## Extract:
# Assignment 1: Demo

The aim of this demo is to help you become familiar with some of the Python packages and methods that you'll be using in Assignment 1. This demo will also help reinforce some of the theory that you've learned in the Information Retrieval module.

## Setting up the work environment

To build a working environment for this demo, please refer to the **Assignment 1 - Setting up your work environment** instructions available on Wattle. 

1. unzip elasticsearch-6.3.0.zip, then run the code below in a Terminal/Console window: 

    `./elasticsearch-6.3.0/bin/elasticsearch -d`
    
    which will run **Elasticsearch** in the background.
    
    To check that Elasticsearch is running correctly, open your browser and go to *http://localhost:9200*. If 
    ElasticSearch is working correctly, you will see something like the below in your browser:
    
    ![ElasticSearch](images/es_working.png)
    
1. To run the demo code, install the python Elasticsearch client via *pip*, with the code below: 

    `pip install elasticsearch`
    
1. To check that the client has installed correctly, run python and import the library: 

    `python -c "import elasticsearch"`
    
    If you don't receive any error messages, then your install has been successful.
    
1. You are now ready to proceed with the demo!

## Tutorial 1: Indexing and Searching using ElasticSearch

Now it's time to run some demo programs. 

In this demo, we will create an inverted index of six sample documents (indexing), and then use the Elasticsearch query grammar to search the documents (searching).

## Excerpted records:
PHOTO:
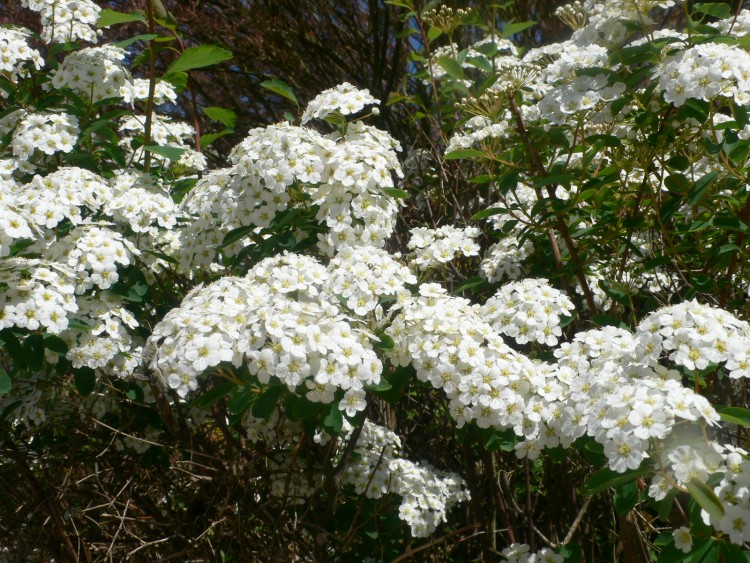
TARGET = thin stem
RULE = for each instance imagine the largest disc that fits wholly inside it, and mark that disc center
(151, 85)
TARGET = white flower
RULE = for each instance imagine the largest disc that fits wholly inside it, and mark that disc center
(353, 402)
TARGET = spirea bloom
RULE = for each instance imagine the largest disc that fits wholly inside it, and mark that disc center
(343, 99)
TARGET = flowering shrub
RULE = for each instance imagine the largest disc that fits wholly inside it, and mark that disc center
(246, 353)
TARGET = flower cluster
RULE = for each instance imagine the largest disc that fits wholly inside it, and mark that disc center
(704, 72)
(637, 401)
(140, 203)
(426, 493)
(36, 294)
(343, 99)
(521, 553)
(451, 346)
(68, 193)
(95, 73)
(44, 132)
(65, 21)
(365, 276)
(101, 339)
(15, 54)
(697, 336)
(347, 178)
(529, 310)
(280, 322)
(93, 252)
(505, 259)
(433, 247)
(164, 133)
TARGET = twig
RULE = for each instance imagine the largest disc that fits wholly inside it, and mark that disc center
(411, 551)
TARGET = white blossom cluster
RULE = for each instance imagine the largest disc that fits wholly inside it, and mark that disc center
(164, 133)
(95, 74)
(44, 132)
(281, 323)
(477, 130)
(567, 93)
(704, 72)
(93, 252)
(476, 56)
(15, 54)
(432, 247)
(70, 193)
(36, 294)
(453, 348)
(352, 201)
(343, 99)
(623, 398)
(63, 293)
(505, 259)
(529, 310)
(376, 469)
(344, 176)
(364, 276)
(138, 201)
(163, 92)
(697, 336)
(101, 340)
(521, 553)
(66, 20)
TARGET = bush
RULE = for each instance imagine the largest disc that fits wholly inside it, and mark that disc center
(524, 339)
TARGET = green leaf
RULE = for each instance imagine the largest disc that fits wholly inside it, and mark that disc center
(236, 234)
(198, 57)
(731, 553)
(281, 88)
(464, 153)
(214, 395)
(720, 11)
(264, 405)
(616, 290)
(488, 213)
(224, 116)
(85, 379)
(606, 478)
(211, 137)
(303, 408)
(513, 28)
(734, 415)
(729, 224)
(473, 283)
(178, 80)
(33, 349)
(451, 66)
(240, 399)
(334, 420)
(55, 344)
(395, 192)
(433, 33)
(706, 498)
(146, 37)
(385, 342)
(171, 153)
(6, 383)
(109, 17)
(701, 185)
(398, 380)
(626, 497)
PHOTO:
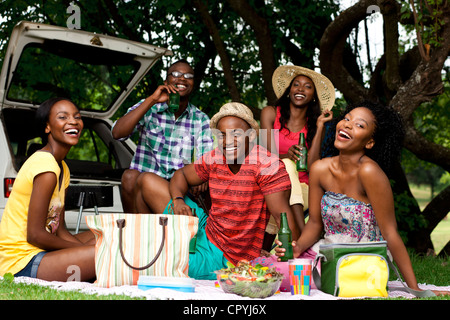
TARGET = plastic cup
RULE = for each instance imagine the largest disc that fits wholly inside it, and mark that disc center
(300, 276)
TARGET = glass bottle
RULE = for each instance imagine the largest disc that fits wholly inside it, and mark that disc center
(285, 236)
(193, 242)
(302, 164)
(174, 101)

## Complete the following:
1. According to the Elasticsearch demo, how many sample documents will be indexed in Tutorial 1?
2. Render this sentence from the Elasticsearch demo in French: "If you don't receive any error messages, then your install has been successful."
3. Reproduce the Elasticsearch demo verbatim, taking everything from "If you don't" down to "some demo programs.".

## Responses by task:
1. Six sample documents.

2. Si vous ne recevez aucun message d'erreur, alors votre installation a réussi.

3.
If you don't receive any error messages, then your install has been successful.
    
1. You are now ready to proceed with the demo!

## Tutorial 1: Indexing and Searching using ElasticSearch

Now it's time to run some demo programs.